━━━━━ EXTRACTED ENTRIES ━━━━━

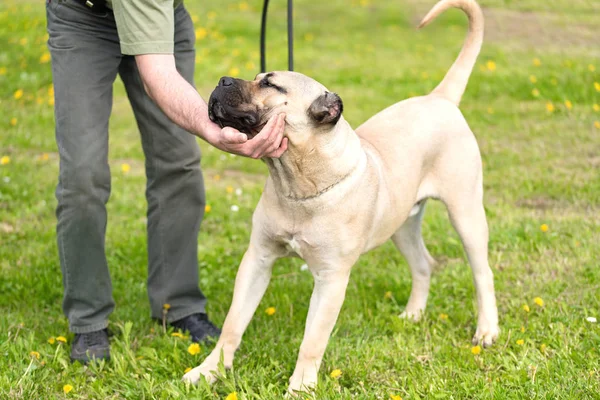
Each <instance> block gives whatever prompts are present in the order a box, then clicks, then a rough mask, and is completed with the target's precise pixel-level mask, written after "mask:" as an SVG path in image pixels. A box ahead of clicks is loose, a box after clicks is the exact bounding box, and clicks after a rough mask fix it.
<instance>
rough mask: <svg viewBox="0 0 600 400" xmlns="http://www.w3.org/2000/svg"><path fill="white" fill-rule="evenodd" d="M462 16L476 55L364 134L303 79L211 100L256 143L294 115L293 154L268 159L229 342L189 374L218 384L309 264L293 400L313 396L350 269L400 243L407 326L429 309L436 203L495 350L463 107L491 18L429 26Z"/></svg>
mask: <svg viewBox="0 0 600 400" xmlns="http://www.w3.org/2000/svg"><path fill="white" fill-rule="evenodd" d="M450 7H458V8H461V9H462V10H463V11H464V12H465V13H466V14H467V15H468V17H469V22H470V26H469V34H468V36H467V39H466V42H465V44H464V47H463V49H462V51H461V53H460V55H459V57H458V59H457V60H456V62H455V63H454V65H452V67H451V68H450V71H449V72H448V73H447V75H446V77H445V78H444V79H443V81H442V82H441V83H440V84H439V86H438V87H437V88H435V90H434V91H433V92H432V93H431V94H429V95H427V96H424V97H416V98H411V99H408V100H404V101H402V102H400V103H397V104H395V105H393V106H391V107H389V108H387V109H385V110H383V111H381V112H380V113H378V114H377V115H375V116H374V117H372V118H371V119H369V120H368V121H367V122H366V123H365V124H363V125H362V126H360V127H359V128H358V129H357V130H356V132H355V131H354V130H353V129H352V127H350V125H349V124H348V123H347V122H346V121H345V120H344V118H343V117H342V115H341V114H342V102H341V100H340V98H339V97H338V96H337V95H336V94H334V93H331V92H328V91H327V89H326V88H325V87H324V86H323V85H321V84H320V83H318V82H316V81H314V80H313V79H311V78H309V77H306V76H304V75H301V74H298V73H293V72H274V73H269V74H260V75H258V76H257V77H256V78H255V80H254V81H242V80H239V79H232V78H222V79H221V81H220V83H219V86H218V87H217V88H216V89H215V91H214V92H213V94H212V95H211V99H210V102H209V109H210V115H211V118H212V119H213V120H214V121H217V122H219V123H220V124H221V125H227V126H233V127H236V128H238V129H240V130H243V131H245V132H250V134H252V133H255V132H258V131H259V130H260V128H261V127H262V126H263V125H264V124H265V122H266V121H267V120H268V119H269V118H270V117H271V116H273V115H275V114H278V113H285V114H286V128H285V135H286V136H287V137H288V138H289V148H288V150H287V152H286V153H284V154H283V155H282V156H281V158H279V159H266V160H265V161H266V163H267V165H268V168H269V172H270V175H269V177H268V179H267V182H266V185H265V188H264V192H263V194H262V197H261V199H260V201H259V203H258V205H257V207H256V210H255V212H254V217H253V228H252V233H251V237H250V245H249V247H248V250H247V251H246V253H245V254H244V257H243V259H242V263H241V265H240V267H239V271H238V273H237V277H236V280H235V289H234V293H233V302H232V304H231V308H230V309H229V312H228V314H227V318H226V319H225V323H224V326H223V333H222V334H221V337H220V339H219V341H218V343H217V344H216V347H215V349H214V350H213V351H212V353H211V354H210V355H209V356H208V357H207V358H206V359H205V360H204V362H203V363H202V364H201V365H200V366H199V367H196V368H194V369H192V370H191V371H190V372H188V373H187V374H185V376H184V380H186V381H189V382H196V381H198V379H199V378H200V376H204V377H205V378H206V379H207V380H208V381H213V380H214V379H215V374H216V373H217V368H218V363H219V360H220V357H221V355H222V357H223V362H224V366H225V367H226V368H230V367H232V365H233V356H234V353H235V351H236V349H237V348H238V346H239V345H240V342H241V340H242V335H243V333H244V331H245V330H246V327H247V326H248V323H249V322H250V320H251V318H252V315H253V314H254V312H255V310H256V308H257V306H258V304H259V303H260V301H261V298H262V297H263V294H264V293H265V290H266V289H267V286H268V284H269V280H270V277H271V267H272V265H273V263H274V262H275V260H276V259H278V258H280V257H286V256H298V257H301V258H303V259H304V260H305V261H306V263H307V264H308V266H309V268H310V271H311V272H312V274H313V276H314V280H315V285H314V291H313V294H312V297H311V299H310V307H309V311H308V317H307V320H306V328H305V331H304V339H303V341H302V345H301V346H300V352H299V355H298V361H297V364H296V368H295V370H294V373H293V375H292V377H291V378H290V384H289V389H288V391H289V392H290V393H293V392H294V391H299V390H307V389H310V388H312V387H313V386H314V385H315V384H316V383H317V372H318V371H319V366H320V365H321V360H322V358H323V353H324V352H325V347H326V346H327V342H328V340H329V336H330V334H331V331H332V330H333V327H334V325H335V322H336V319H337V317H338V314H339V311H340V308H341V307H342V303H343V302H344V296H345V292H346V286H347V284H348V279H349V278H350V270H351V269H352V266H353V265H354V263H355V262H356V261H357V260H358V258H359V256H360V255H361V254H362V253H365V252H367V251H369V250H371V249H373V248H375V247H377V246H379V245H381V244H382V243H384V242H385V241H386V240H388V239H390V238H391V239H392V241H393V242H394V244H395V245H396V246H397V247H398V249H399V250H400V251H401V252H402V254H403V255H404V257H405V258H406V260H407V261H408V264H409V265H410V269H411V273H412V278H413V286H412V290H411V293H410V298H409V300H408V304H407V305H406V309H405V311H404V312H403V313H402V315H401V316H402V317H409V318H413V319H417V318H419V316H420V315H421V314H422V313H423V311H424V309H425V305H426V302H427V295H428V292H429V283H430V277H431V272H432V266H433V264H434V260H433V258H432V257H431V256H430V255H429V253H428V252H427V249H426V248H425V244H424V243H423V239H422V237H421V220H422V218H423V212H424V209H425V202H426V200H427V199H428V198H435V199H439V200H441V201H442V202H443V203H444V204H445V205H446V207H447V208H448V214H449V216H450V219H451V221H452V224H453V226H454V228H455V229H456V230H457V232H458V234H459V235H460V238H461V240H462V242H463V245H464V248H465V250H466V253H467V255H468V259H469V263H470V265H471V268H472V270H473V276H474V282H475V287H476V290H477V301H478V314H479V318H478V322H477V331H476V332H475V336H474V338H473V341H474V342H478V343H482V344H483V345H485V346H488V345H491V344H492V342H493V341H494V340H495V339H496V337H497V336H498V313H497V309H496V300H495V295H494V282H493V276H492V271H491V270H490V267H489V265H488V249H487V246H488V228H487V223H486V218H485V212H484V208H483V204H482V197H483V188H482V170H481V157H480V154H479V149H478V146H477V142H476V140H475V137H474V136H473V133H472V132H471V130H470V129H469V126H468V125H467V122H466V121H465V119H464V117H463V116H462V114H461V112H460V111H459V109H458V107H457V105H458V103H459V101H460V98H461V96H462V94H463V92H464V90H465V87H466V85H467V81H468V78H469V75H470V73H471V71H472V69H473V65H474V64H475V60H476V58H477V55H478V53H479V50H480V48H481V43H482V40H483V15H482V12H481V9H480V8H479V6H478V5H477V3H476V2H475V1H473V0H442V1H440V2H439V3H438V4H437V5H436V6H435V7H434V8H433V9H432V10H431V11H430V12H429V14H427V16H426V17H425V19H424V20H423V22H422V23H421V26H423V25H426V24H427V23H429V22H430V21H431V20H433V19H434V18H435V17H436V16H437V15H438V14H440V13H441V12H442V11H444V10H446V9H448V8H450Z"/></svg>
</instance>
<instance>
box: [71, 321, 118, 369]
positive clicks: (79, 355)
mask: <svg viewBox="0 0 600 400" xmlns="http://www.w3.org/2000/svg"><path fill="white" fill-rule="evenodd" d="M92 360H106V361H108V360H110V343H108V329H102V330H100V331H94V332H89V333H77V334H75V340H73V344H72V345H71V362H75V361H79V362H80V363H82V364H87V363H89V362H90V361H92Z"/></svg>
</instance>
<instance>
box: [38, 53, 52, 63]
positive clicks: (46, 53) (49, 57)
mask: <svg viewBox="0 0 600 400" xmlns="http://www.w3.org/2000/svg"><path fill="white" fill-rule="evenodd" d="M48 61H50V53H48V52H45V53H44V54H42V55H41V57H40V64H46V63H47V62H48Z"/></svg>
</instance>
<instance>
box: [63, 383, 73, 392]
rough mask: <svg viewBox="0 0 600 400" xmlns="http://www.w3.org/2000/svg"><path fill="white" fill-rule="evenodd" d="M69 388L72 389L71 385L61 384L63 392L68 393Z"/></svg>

━━━━━

= HOW TO COMPLETE THIS TASK =
Nothing but the lines from the one with "box: [63, 383, 73, 392]" through the last line of the data should appear; print them exactly.

= TASK SOLUTION =
box: [63, 383, 73, 392]
rough mask: <svg viewBox="0 0 600 400" xmlns="http://www.w3.org/2000/svg"><path fill="white" fill-rule="evenodd" d="M69 388L72 389L71 385L61 384L63 392L68 393Z"/></svg>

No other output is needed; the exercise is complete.